→ **EXERCISE INPUT**
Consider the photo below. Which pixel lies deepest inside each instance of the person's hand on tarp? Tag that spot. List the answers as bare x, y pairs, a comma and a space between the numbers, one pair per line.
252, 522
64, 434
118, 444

--

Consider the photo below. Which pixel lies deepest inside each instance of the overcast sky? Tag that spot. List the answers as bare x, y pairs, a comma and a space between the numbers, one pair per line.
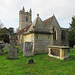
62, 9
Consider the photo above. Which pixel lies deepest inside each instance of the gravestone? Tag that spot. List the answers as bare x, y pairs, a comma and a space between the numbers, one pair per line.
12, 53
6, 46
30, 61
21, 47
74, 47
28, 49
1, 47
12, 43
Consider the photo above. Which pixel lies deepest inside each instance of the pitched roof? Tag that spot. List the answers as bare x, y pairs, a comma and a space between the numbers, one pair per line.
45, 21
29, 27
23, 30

→ **DIRECTIONS FOR THIS TASK**
Tally the lines of the preceding entries that contain the word "above", and reply with the count alone.

→ **RESPONSE BELOW**
2